Stored dataset items
>>

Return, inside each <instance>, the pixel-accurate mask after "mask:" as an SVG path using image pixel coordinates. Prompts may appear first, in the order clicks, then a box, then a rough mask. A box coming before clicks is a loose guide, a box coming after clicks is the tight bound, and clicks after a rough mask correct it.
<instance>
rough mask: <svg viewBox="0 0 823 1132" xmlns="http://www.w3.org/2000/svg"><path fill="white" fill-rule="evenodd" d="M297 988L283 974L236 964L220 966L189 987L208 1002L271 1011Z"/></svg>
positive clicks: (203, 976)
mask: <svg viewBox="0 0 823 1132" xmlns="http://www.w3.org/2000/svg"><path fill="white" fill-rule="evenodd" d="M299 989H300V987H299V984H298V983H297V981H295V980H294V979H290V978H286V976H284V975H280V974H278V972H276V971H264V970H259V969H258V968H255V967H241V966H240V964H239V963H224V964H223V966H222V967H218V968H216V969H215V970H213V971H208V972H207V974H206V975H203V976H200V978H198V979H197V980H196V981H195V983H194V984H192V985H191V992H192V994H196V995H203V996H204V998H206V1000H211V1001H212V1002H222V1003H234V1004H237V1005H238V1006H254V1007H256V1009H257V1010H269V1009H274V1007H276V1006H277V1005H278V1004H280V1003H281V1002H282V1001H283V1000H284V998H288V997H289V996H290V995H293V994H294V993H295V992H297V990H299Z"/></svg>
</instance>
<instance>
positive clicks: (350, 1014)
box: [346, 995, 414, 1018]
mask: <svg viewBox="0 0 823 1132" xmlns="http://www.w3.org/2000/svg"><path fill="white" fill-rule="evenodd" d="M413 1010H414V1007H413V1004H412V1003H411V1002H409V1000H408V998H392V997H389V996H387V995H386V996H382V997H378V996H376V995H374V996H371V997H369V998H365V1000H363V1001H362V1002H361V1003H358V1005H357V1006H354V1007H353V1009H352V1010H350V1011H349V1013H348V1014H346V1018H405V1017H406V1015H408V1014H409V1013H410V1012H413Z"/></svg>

<<

§ **PROBLEM DETAILS**
Format every line of the rows above as a JSON list of strings, with one string for each line and no blank lines.

§ **OUTPUT FOR THIS TASK**
[
  "Return, inside each <instance>, the pixel-accurate mask after \"mask:\" as an SVG path using image pixel coordinates. Prompts may appear first, in the order clicks, then a box, then a rough mask. A box coming before clicks is a loose guide, a box coming after clicks is the tight bound, and clicks after a rough mask correct it.",
  "<instance>",
  "rough mask: <svg viewBox=\"0 0 823 1132\" xmlns=\"http://www.w3.org/2000/svg\"><path fill=\"white\" fill-rule=\"evenodd\" d=\"M297 988L283 974L236 964L220 966L189 987L208 1002L271 1011Z\"/></svg>",
  "positive clicks: (203, 976)",
  "mask: <svg viewBox=\"0 0 823 1132\" xmlns=\"http://www.w3.org/2000/svg\"><path fill=\"white\" fill-rule=\"evenodd\" d=\"M299 989H300V987H299V984H298V983H297V981H295V980H294V979H290V978H286V976H284V975H280V974H278V972H276V971H264V970H259V969H258V968H255V967H241V966H240V964H239V963H224V964H223V966H222V967H218V968H216V969H215V970H213V971H208V972H207V974H206V975H203V976H200V978H198V979H197V980H196V981H195V983H194V984H192V985H191V992H192V994H196V995H203V996H204V998H206V1000H211V1001H212V1002H222V1003H234V1004H237V1005H238V1006H254V1007H256V1009H257V1010H269V1009H274V1007H276V1006H277V1005H278V1004H280V1003H281V1002H282V1001H283V1000H284V998H288V997H289V996H290V995H293V994H294V993H295V992H297V990H299Z\"/></svg>",
  "</instance>",
  "<instance>",
  "positive clicks: (350, 1014)",
  "box: [346, 995, 414, 1018]",
  "mask: <svg viewBox=\"0 0 823 1132\" xmlns=\"http://www.w3.org/2000/svg\"><path fill=\"white\" fill-rule=\"evenodd\" d=\"M413 1010H414V1007H413V1004H412V1003H411V1002H409V1000H408V998H392V997H389V996H387V995H386V996H382V997H378V996H376V995H374V996H371V997H369V998H365V1000H363V1001H362V1002H361V1003H358V1005H357V1006H354V1007H353V1009H352V1010H350V1011H349V1013H348V1014H346V1018H405V1017H406V1015H408V1014H409V1013H410V1012H413Z\"/></svg>"
]